--- start ---

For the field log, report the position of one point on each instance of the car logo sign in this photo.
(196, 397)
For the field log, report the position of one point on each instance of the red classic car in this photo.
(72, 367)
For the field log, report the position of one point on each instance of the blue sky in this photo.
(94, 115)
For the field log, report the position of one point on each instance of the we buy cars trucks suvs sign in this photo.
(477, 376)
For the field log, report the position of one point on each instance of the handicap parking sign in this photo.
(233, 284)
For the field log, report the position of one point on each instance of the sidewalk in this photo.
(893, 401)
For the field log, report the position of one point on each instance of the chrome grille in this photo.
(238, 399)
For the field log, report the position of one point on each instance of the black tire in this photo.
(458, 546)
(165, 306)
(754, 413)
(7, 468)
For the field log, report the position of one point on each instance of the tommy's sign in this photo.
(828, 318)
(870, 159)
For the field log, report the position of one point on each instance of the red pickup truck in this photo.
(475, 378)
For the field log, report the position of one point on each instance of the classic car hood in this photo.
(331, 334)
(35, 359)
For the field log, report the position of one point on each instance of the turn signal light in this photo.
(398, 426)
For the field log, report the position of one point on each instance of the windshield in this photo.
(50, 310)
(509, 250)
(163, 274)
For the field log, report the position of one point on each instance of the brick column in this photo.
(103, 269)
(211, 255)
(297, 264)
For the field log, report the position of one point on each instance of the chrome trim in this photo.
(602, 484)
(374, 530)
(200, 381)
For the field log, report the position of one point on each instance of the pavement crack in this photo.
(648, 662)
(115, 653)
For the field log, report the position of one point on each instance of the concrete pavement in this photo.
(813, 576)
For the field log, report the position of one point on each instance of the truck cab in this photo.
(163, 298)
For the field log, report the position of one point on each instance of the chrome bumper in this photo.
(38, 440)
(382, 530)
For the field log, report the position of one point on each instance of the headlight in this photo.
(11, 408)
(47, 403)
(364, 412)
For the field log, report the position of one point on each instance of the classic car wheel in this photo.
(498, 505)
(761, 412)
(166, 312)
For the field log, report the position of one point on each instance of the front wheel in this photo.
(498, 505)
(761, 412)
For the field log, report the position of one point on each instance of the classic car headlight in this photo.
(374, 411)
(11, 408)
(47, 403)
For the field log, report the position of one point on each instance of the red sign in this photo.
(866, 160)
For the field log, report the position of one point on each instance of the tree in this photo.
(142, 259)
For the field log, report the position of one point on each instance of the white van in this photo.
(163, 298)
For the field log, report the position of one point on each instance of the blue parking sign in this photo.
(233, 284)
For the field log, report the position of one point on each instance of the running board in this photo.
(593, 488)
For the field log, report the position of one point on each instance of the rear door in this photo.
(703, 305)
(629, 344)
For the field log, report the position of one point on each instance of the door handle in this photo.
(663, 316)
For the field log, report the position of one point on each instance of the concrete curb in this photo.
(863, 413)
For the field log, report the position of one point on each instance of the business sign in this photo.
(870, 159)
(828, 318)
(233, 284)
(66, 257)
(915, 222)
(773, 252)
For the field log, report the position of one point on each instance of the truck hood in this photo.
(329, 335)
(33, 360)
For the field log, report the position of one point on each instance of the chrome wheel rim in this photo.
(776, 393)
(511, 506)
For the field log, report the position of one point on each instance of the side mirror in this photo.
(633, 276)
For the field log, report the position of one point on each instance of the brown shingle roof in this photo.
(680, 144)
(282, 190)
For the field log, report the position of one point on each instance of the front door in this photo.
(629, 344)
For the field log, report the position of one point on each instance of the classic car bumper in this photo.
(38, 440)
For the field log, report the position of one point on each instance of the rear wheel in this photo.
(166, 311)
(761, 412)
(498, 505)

--- end ---

▶ **To be done**: Reproduce all of the data above line for line, with no changes.

▶ **Answer to the problem**:
For the field log, report the position of one point on each instance of the car logo sign in this photo.
(196, 397)
For the field log, report the position of one point on each instance of the red classic car in this photo.
(72, 367)
For the field log, report the position of one point on each instance of the blue sky in this photo.
(94, 115)
For the field log, report the position of one point on each instance of the we buy cars trucks suvs sign in this photo.
(477, 376)
For the field log, report the position of one point on each instance of the handicap parking sign in this photo.
(233, 284)
For the field log, report the position of one point on each instance of the sidewalk in this photo.
(893, 401)
For the field log, report the position of one point on each instance of the chrome grille in this photo.
(238, 399)
For the field log, report the position of one point on each instance of the black tire in this photo.
(458, 546)
(165, 306)
(754, 413)
(7, 468)
For the field log, report the position of one point on each instance of the tommy's sign in this photo.
(828, 318)
(870, 159)
For the field log, report the position of one point on each instance of the red pickup truck in this photo.
(475, 378)
For the field log, report the position of one point on each instance of the classic car hood in this photo.
(331, 334)
(35, 359)
For the field log, report the position of one point on each instance of the turn signal light in this photo.
(398, 426)
For the field log, report the position of one point on each instance of the windshield in this photo.
(50, 310)
(509, 250)
(163, 274)
For the field log, report the position of one point on each instance of the brick column in this photo.
(103, 269)
(211, 255)
(297, 264)
For the field log, report the position of one point on each instance of the chrome trim in this photo.
(602, 484)
(374, 530)
(200, 381)
For the field log, report the position of one point on each instance of the pavement crack in this photo.
(648, 662)
(115, 653)
For the field log, report the position of one point on each instance of the concrete pavement in this photo.
(813, 576)
For the field log, report the position of one point on each instance of the truck cab in this photo.
(163, 298)
For the field log, report the position of one point on each instance of the chrome bumper in this photo.
(38, 440)
(382, 530)
For the field log, report the position of one point on each instance of the headlight in this photo.
(11, 408)
(47, 403)
(364, 412)
For the field log, report the position of one point on each instance of the classic car wheel in this photo.
(498, 505)
(761, 412)
(166, 312)
For the field log, report the position of one point on each instance of the front wheel in this photo.
(498, 505)
(761, 412)
For the field log, report the position of one point on each instance of the classic car headlight in this photo.
(374, 411)
(11, 408)
(47, 403)
For the field log, report the position of one point on each instance of the red sign in this photo.
(866, 160)
For the field log, report the position of one point on each instance of the tree in this photo.
(142, 259)
For the field log, report the position of one point on each instance of the white van in this photo.
(163, 298)
For the field log, report the position of one point on each instance of the blue parking sign in this photo.
(233, 284)
For the field log, report the position of one point on each instance of the running board in this photo.
(593, 488)
For the field log, report the position of one point on each instance of the rear door in this photo.
(703, 305)
(629, 344)
For the field log, report the position of one point on each instance of the door handle in this photo.
(663, 316)
For the field log, report the position of one point on each instance of the concrete curb in this photo.
(863, 413)
For the field log, report the position of one point on each instance of the business sign in this photo.
(870, 159)
(828, 318)
(233, 284)
(66, 257)
(915, 222)
(773, 252)
For the field log, report the position of one point on each instance of the truck hood in this photo.
(329, 335)
(33, 360)
For the field log, report the position of one point on each instance of the chrome wheel rim in this photo.
(776, 393)
(511, 506)
For the field log, report the position of one point on each instance of the side mirror in this photo.
(633, 276)
For the field log, report the position of one point on each instance of the brown shingle roof in this photo.
(680, 144)
(282, 190)
For the field log, report the position of one point on each instance of the front door in this photo.
(629, 344)
For the field log, report the position of one point on each instance of the classic car bumper in this photo.
(38, 440)
For the field log, report the position of one point on each instance of the rear wheel in this photo.
(166, 311)
(761, 412)
(498, 505)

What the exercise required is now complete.